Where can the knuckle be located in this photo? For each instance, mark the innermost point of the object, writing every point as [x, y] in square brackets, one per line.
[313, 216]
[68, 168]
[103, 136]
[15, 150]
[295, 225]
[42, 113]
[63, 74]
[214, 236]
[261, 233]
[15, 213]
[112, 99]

────────────────

# WORK TO BE COMPLETED:
Please reproduce the records above word for word, keeping every line unchanged.

# TASK RESPONSE:
Where can the knuckle be located in this photo? For each instance, mark the innermost point of the object, writing every point as [x, y] in square brackets, one per line.
[313, 216]
[68, 168]
[103, 136]
[15, 150]
[295, 225]
[42, 113]
[63, 74]
[214, 236]
[261, 233]
[15, 213]
[112, 99]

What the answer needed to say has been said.